[EXERCISE]: Update the records below by replacing every "Target" with "Object" and leaving everything else unchanged. Leave the pictures out of your answer.

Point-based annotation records

[Start]

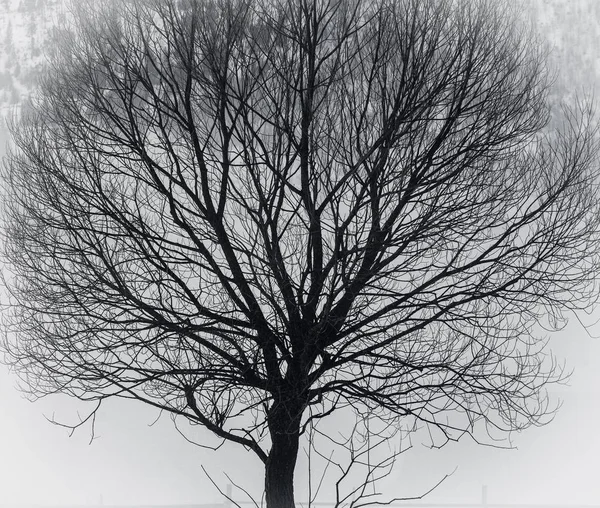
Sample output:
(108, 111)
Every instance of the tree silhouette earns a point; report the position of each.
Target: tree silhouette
(252, 214)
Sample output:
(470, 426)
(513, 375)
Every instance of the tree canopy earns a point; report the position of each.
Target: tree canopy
(251, 214)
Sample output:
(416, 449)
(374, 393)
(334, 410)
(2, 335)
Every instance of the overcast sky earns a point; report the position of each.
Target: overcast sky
(132, 462)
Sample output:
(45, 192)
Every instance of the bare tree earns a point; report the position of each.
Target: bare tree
(251, 214)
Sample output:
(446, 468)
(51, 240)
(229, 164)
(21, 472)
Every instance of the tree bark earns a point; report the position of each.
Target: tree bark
(284, 427)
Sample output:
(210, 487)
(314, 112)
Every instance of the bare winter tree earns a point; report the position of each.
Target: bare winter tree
(250, 214)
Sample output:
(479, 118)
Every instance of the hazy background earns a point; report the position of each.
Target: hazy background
(132, 461)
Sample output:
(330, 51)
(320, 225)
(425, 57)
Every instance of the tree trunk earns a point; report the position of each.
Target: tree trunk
(284, 427)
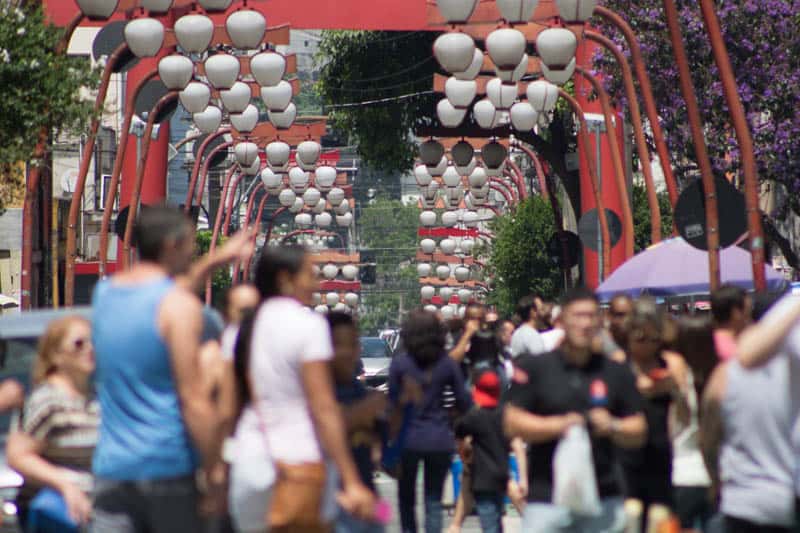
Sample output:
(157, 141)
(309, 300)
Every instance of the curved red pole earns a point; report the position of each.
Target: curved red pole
(111, 194)
(638, 132)
(133, 206)
(616, 159)
(647, 97)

[End]

[FINAL RESULT]:
Sample output:
(108, 111)
Every instance of the tree silhouette earns a point; report the position of each.
Object: tree silhouette
(252, 214)
Sample output:
(470, 426)
(513, 375)
Every instance of the tree canopy earns a point; report the position of each.
Object: tree canopy
(251, 214)
Sample output:
(416, 449)
(374, 393)
(334, 410)
(2, 335)
Every instance of the overcast sky earns a point; report the position of each.
Object: overcast sky
(132, 462)
Sample output:
(45, 192)
Every instance of the bare tree earns a point; report the position of each.
Object: bare tree
(251, 214)
Sample output:
(446, 468)
(51, 240)
(229, 164)
(21, 472)
Every instance of the tree bark earns a point; report the position of each.
Object: tree bark
(284, 427)
Sample output:
(210, 487)
(314, 112)
Every instance of the bare winter tree earns a point; report the position of each.
Object: bare winter tree
(250, 214)
Sample output:
(479, 118)
Every instance of the hazy background earns a point; report the position of each.
Object: hazy background
(132, 461)
Sample output:
(330, 51)
(320, 225)
(425, 57)
Every instance of the tree trunk earns a point; report the position of each.
Object: tree trunk
(284, 427)
Sample output:
(157, 141)
(309, 300)
Every instance of the curved red pole earns a point; report the position of each.
Object: curved red pole
(111, 194)
(638, 132)
(133, 206)
(616, 159)
(647, 97)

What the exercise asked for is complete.